TEXT SECTION:
*** Block opens ***

Exploring Hacker News Posts

In this project I will be analyzing a data set from the popular website Hacker News. This data set contains 293,119 rows of user submitted posts that contain at least one comment.

There are two main goals in this project:

  • To determine which posts between the subjects Ask HN or Show HN receieve more comments
  • To determine what time of day has the biggest influence on number of comments

There are also two side goals:

  • To determine which posts between the subjects Ask HN or Show HN receieve more points
  • To determine what time of day has the biggest influence on number of points

As quoted from the FAQ, "Ask HN lists questions and other text submissions. Show HN is for sharing your personal work and has special rules."

*** Block closes ***

PROVIDED DATA:
*** Block opens ***

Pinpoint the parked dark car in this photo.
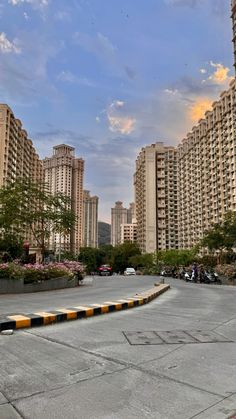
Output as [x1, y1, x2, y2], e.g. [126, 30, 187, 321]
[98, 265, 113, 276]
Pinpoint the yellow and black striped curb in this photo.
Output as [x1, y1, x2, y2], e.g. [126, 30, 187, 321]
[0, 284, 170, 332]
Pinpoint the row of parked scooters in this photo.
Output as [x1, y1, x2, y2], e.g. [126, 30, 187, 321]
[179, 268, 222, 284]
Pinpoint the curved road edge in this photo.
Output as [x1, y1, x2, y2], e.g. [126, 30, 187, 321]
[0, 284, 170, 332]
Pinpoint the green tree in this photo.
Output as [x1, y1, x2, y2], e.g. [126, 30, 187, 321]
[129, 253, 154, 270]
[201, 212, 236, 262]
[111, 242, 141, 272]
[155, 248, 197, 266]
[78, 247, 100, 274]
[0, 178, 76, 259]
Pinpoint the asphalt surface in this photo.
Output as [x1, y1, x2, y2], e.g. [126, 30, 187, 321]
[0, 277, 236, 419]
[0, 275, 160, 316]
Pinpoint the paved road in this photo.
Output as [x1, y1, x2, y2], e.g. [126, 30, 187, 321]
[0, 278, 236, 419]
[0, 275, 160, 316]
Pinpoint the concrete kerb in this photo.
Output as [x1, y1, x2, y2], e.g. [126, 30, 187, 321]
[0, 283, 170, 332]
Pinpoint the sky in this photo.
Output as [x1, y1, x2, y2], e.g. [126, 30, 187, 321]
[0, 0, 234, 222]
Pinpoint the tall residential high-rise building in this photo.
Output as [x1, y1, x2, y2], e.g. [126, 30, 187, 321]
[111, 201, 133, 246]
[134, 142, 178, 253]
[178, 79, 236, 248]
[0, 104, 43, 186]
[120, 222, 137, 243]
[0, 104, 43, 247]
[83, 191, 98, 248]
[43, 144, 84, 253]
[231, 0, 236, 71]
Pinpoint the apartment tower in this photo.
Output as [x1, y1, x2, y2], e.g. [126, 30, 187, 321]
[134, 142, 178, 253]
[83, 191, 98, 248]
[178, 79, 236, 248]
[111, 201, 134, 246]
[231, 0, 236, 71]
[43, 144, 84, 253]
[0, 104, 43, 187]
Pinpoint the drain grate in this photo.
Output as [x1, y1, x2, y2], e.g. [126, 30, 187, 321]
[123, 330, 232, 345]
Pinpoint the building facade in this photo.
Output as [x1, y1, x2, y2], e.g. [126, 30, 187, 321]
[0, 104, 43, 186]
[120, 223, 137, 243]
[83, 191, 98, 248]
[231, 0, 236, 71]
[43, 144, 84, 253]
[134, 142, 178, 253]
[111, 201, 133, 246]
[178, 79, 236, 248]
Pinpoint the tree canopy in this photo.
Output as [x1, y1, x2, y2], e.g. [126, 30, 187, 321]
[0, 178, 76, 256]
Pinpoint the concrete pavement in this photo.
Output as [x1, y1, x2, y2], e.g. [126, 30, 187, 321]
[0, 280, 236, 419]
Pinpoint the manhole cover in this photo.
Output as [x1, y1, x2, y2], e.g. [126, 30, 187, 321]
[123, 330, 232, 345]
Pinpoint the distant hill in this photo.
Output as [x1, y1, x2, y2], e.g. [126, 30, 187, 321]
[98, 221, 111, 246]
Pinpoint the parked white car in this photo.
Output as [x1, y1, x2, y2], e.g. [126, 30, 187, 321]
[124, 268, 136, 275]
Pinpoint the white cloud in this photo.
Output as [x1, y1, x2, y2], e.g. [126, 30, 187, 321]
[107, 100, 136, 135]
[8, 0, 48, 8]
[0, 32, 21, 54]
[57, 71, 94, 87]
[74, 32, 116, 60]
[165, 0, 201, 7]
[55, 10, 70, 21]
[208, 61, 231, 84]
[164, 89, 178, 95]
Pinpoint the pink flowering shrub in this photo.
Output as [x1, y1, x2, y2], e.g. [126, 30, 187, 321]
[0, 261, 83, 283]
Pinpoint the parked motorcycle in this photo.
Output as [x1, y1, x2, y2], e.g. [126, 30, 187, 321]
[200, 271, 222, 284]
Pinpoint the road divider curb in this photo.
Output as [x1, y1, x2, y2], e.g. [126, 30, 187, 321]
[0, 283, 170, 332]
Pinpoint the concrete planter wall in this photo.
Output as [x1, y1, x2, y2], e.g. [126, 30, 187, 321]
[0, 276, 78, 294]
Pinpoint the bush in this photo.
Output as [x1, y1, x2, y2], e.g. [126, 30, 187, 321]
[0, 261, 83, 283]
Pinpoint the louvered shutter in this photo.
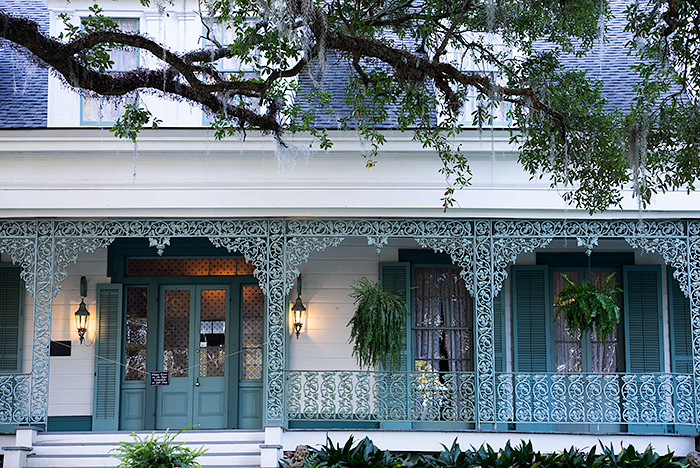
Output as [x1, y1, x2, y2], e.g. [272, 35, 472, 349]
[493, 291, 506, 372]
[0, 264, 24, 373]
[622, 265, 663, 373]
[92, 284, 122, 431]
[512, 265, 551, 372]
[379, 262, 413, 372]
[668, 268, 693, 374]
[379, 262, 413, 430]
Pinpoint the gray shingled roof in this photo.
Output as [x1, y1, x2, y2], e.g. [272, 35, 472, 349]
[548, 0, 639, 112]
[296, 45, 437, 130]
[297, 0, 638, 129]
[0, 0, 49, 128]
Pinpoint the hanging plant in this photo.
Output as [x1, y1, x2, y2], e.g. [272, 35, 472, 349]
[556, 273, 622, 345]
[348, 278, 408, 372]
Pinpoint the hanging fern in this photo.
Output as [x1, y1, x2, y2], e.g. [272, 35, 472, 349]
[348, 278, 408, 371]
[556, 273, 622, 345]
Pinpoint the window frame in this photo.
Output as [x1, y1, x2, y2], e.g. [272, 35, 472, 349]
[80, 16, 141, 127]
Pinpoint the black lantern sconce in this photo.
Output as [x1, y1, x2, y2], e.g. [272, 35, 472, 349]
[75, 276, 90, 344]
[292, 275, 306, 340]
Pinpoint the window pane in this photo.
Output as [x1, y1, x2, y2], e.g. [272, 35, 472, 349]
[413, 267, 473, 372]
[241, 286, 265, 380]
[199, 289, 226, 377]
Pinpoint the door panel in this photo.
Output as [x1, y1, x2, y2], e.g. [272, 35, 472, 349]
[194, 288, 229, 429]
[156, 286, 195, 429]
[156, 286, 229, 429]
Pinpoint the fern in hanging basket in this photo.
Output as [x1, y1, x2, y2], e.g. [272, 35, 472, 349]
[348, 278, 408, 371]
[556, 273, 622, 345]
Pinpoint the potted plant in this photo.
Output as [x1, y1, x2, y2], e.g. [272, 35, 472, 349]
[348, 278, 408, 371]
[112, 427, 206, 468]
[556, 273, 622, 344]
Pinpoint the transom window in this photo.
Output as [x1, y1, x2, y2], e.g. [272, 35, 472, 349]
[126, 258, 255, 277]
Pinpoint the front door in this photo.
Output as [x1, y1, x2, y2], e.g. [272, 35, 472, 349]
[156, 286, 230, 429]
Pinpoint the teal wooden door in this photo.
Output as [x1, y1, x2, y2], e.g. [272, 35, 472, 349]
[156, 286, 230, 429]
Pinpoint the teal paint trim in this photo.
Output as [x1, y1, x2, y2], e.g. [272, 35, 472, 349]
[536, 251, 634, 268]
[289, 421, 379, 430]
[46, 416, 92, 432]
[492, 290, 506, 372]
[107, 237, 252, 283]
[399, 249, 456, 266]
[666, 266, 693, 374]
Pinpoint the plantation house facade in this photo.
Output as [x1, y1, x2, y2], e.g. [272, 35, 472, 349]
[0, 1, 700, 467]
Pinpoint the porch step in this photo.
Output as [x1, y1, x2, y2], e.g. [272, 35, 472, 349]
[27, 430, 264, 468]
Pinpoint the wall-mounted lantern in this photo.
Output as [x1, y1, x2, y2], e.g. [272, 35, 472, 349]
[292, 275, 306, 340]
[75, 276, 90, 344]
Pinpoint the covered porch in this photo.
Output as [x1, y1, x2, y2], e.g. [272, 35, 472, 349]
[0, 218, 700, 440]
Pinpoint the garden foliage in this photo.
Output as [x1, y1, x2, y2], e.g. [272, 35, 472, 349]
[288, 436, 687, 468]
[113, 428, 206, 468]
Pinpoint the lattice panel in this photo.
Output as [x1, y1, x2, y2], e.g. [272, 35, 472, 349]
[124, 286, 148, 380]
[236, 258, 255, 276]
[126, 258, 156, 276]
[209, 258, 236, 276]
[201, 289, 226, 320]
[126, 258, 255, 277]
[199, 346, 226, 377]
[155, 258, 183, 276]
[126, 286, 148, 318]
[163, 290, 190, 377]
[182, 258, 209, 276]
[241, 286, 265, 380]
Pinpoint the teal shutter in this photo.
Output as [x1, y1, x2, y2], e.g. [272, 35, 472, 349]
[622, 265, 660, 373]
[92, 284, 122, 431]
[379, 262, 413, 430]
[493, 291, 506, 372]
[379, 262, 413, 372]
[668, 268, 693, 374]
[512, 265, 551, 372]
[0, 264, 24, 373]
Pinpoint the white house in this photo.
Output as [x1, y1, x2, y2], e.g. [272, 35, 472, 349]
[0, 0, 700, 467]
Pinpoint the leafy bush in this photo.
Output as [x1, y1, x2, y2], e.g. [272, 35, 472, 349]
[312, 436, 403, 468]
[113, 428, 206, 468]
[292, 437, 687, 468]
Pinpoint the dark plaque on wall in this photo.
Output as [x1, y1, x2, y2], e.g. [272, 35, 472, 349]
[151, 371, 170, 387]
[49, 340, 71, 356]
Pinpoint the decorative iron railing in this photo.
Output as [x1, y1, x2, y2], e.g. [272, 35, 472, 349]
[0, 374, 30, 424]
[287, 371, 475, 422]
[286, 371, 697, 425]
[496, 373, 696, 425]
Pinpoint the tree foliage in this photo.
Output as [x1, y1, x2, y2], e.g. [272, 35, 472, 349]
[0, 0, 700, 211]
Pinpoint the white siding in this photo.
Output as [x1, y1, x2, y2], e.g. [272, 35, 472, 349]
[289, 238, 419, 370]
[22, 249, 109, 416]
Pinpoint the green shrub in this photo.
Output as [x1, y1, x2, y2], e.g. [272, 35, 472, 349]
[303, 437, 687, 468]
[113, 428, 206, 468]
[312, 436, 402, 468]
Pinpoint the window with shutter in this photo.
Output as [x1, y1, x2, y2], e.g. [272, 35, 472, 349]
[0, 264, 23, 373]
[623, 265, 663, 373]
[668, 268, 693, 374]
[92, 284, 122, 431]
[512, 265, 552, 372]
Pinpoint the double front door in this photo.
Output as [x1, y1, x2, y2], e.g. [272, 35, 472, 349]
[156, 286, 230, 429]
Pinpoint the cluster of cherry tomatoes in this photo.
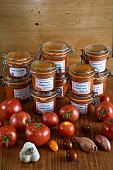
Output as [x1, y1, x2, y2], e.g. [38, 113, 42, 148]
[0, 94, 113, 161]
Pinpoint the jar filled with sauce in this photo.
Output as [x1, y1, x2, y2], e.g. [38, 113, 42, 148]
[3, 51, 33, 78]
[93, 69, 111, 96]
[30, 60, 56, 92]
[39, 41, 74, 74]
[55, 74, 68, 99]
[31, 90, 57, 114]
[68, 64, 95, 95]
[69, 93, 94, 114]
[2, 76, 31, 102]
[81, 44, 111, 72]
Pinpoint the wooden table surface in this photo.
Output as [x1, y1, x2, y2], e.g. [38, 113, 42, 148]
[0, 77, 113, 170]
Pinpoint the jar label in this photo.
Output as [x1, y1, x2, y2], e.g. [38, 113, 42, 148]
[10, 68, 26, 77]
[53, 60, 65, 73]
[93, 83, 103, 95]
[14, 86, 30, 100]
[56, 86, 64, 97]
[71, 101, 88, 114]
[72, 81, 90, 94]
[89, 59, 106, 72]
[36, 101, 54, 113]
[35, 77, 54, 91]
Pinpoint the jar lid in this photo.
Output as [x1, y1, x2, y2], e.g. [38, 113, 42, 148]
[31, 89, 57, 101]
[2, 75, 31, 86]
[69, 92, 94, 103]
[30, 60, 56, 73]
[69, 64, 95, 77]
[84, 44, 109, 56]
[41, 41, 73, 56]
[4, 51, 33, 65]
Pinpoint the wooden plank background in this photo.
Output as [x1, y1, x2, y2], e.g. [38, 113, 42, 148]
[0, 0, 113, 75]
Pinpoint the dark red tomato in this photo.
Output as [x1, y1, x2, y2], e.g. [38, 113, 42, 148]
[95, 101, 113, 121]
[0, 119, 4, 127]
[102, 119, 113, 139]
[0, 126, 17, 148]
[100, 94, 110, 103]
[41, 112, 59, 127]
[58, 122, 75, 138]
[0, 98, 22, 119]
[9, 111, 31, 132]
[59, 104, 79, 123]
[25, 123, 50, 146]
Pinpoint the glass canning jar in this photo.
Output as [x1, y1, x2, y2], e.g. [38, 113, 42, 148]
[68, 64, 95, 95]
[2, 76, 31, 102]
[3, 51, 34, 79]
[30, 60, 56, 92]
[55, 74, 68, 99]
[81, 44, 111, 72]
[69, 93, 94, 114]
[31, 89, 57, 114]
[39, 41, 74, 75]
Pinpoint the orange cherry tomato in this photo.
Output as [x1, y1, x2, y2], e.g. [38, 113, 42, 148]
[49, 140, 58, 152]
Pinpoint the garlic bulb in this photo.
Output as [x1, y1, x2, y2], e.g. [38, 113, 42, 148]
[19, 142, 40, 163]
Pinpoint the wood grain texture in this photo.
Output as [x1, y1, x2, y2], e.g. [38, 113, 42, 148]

*** Block closes ***

TASK INSTRUCTIONS: Resume the Hacker News posts analysis, starting after the FAQ quotation that describes Ask HN and Show HN. You can ignore the material for this exercise.

RESPONSE AREA:
The points system is a little more complicated, and there is even an Ask HN post on the subject. For simplicity sake, we'll assume the points is equal to upvotes - downvotes

In [1]:
##Let's begin by opening and reading the data set
from csv import reader

opened = open(r"C:\Users\Green Miracle\csv files\hacker_news.csv", encoding="utf8")
read = reader(opened)
hacker = list(read)


##The data of our set will be labeled hn
hn = hacker[1:]
##And the header will be labled hnh
hnh = hacker[0]

##Let's print the first five rows to ensure everything is correct
print(hnh, "\n")
for row in hn[:5]:
    print(row, "\n")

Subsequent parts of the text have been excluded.